Document extract:
Well-being eludes many of the world's inhabitants

July 24, 2005|By Alfred Sommer | Alfred Sommer,SPECIAL TO THE SUN

IN 1900, average life expectancy in America was barely 40 years, and in Japan it was even shorter. Today it is 77 and 81, respectively, in the two countries, largely because infants and young children are much more likely to survive.

This dramatic improvement was largely unrelated to direct investments in health or the discovery of high-tech magic bullets. Measles, typhoid and tuberculosis deaths in America declined before there was a vaccine to prevent measles or effective anti-microbial therapy for typhoid or tuberculosis.

Everyone benefited from improvements in public health - better nutrition, which drastically increases resistance to serious infections; better living and safer working conditions, with improved ventilation; clean water and effective sanitation, which virtually eliminate the risk of waterborne diseases such as typhoid; and isolation and quarantine of infected patients and their contacts..

Information shown:
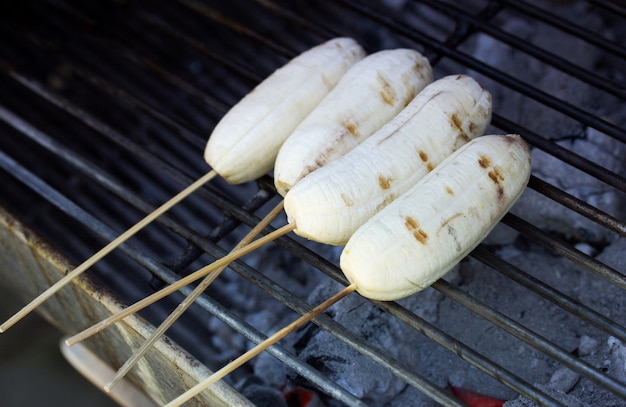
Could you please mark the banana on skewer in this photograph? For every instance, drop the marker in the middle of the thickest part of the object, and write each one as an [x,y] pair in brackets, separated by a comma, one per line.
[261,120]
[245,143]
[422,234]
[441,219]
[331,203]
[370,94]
...
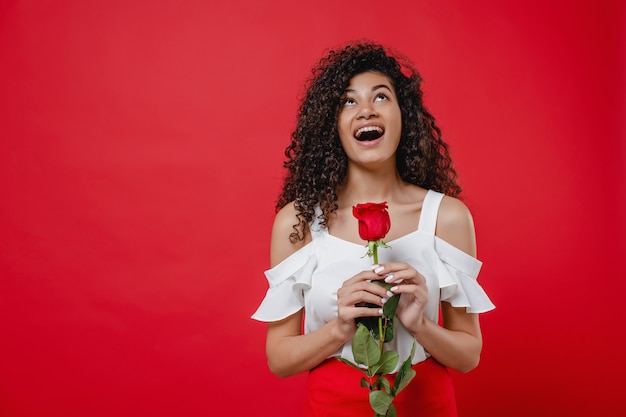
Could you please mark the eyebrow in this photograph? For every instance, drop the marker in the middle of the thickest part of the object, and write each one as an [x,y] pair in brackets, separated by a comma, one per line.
==
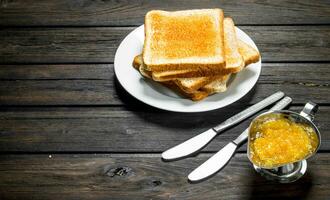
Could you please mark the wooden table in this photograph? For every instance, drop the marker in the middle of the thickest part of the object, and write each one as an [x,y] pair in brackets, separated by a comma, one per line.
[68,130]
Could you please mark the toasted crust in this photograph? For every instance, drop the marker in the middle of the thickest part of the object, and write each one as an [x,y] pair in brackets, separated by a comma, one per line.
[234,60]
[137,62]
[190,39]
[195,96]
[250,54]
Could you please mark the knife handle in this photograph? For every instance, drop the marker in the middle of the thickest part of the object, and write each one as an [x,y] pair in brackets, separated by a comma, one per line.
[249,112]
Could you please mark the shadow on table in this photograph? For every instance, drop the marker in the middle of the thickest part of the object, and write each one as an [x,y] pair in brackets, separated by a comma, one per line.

Task set:
**1)** Swap "magic bullets" for "miracle cures" and write out everything in the life expectancy article from "This dramatic improvement" down to "typhoid or tuberculosis.".
**2)** Which specific diseases does the life expectancy article name?
The material has no connection to the life expectancy article.

Responses by item number:
**1)**
This dramatic improvement was largely unrelated to direct investments in health or the discovery of high-tech miracle cures. Measles, typhoid and tuberculosis deaths in America declined before there was a vaccine to prevent measles or effective anti-microbial therapy for typhoid or tuberculosis.

**2)** Measles, typhoid, tuberculosis